▸ **ISTRUZIONI DEL COMPITO**
Secondo l'estratto fornito sugli spazi dell'intercultura, quale centro interculturale viene approfondito come realtà di interesse a livello internazionale?

A completare il quadro degli spazi interculturali sono i casi di riflessione su Genova e il Suq Festival (N. Varani), Bruxelles (C. Spadavecchia), Palermo (F. De Boni). Discorso a parte è stato fatto per i luoghi dell'intercultura nel quale la scuola diviene “terra di mezzo” e luogo di mediazione interculturale anche attraverso la mobilità di studenti (F. De Boni). In conclusione vengono analizzati i centri interculturali in Italia e all'estero (S. Tagliati), approfonditi per le realtà maggiormente interessanti, tra le quali Il Centro Interculturale della città di Torino a livello nazionale e Il Centre d'Action Interculturelle de la province de Namur a livello internazionale
Dagli spazi e dai luoghi dell’intercultura si passa, nel quinto capitolo, alle sue pratiche. È il caso del Commonwealth of Nations (S. De Andreis), dell'isola di Mauritius (N. Varani), delle migrazioni internazionali (C. Spadavecchia), della figura femminile nei centri interculturali (N. Varani); ricerche volte a delineare un concreto e virtuoso processo dell’intercultura.

▸ **ESTRATTO DEI DATI**
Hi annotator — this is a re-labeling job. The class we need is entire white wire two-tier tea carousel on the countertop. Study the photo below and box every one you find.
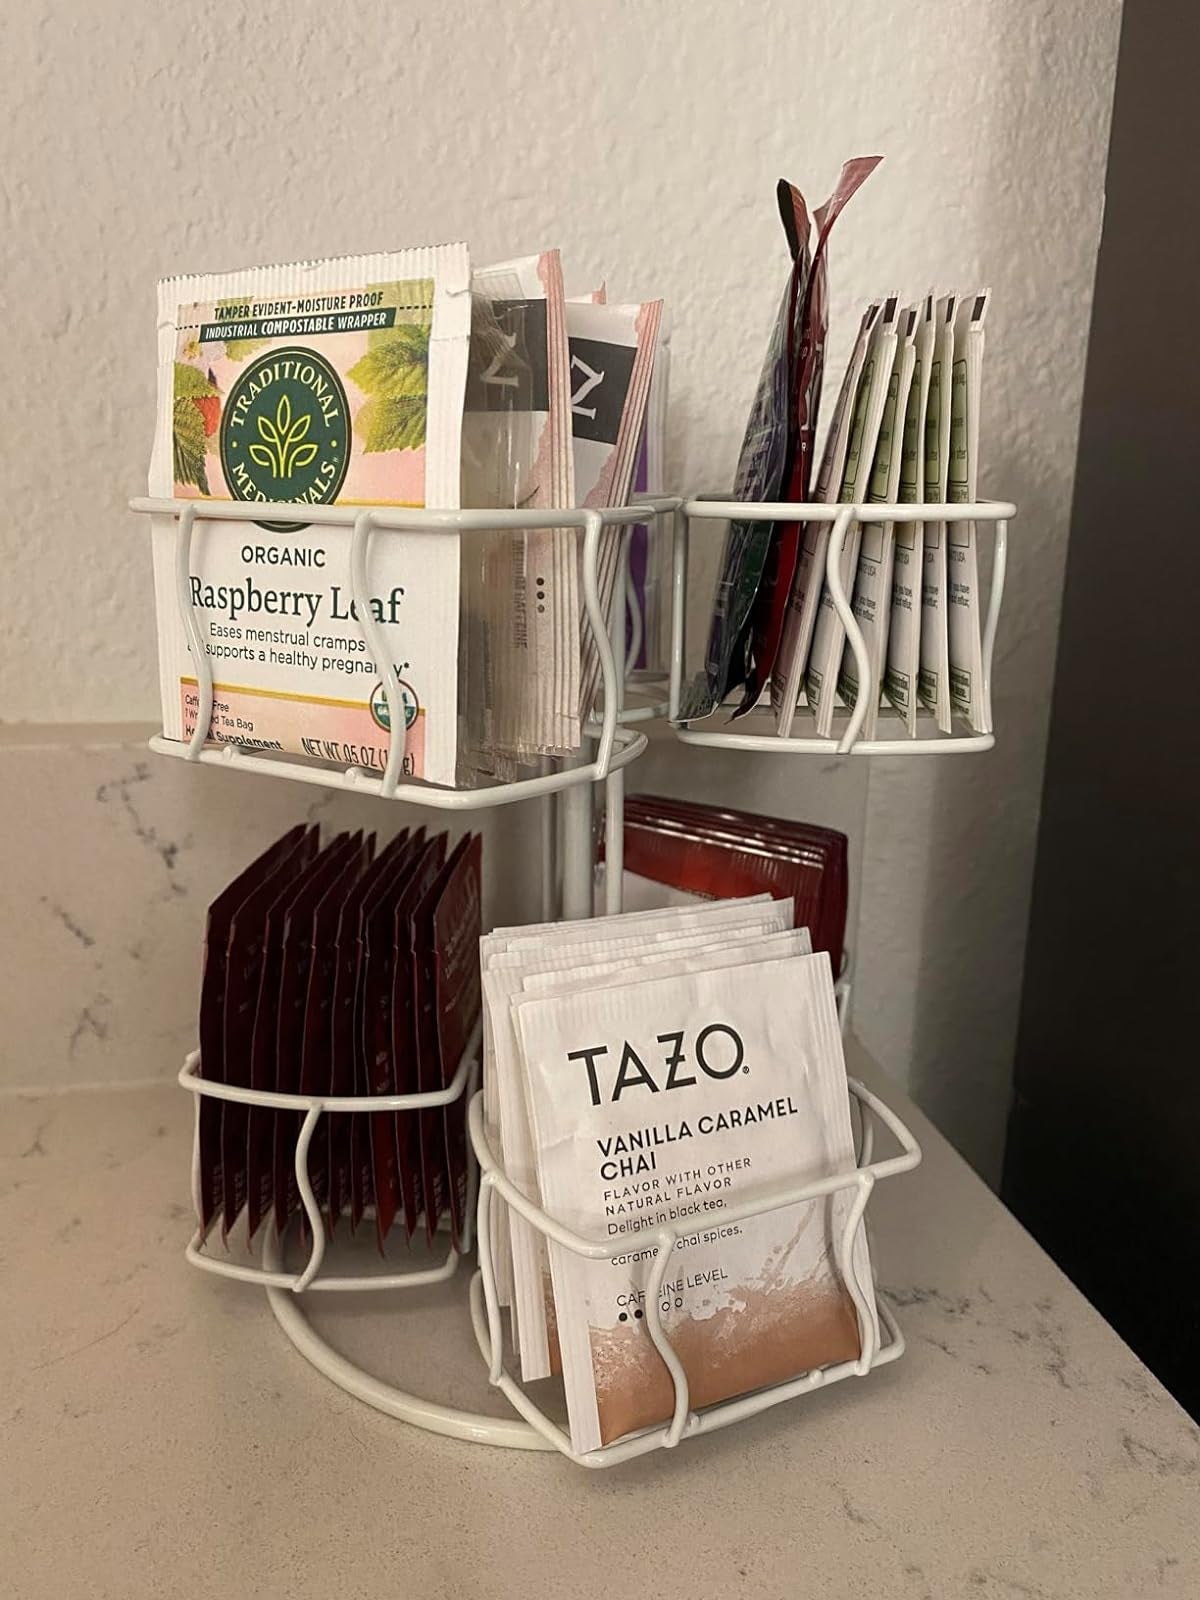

▸ **RISPOSTA FINALE**
Il Centre d'Action Interculturelle de la province de Namur.